→ Do this: Go to the line that contains "Where can the dormer" and extract it along with every line after it, exactly, through the end of the data below.

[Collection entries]
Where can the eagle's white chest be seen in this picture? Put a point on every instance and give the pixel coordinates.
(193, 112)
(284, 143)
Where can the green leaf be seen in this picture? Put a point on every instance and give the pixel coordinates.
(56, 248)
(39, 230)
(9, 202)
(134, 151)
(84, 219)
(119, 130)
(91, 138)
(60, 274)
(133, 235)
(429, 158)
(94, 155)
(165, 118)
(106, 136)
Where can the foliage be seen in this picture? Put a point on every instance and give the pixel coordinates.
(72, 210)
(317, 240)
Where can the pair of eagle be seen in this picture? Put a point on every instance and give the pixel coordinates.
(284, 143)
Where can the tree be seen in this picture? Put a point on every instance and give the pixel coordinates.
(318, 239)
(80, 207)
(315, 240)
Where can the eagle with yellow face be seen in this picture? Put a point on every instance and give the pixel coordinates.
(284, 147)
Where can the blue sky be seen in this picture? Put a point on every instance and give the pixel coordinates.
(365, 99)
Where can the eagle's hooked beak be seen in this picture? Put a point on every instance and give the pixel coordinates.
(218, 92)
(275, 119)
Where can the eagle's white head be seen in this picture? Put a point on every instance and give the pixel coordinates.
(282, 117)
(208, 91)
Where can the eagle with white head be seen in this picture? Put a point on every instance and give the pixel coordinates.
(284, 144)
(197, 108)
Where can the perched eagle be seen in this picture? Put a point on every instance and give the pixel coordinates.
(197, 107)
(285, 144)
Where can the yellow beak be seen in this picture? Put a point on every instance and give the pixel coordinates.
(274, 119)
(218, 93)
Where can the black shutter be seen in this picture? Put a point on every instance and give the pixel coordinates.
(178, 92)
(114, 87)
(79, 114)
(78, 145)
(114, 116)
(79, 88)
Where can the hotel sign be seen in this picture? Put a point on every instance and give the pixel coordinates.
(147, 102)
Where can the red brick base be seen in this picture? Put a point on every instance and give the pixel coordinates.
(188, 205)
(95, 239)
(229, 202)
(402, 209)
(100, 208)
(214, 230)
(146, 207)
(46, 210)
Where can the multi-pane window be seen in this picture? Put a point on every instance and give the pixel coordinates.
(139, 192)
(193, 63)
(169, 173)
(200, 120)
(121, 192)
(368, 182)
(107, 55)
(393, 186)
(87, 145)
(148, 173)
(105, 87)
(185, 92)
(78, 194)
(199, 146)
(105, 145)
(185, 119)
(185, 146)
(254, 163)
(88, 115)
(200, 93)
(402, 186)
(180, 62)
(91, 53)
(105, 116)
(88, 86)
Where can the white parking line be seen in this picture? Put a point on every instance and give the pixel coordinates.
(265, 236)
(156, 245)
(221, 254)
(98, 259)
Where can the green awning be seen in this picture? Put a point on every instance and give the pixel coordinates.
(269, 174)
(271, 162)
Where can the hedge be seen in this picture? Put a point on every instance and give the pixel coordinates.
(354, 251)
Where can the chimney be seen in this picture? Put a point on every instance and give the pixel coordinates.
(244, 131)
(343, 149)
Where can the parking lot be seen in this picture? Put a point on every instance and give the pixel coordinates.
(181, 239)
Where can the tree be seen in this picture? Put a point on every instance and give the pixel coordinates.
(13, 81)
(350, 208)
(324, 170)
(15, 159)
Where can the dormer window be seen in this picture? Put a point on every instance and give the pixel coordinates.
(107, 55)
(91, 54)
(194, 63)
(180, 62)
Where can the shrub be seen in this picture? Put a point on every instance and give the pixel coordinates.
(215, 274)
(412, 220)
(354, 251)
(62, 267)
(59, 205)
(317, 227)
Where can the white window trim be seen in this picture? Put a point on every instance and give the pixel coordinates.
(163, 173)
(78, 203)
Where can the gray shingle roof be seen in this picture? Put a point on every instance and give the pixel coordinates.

→ Response:
Where can the dormer window be seen in this picture? Put a point on every instance and give the pixel coordinates.
(107, 55)
(91, 54)
(194, 63)
(180, 62)
Where can the shrub be seen in this picture? Put a point on every instance and give the pixel coordinates.
(215, 274)
(412, 220)
(354, 251)
(62, 267)
(59, 205)
(317, 227)
Where can the white window trim be seen in this picture? Put a point on every instance and give the pixel coordinates.
(163, 173)
(78, 203)
Where can the gray shingle roof be seen in this picture? Put a point on every instance and give the pixel coordinates.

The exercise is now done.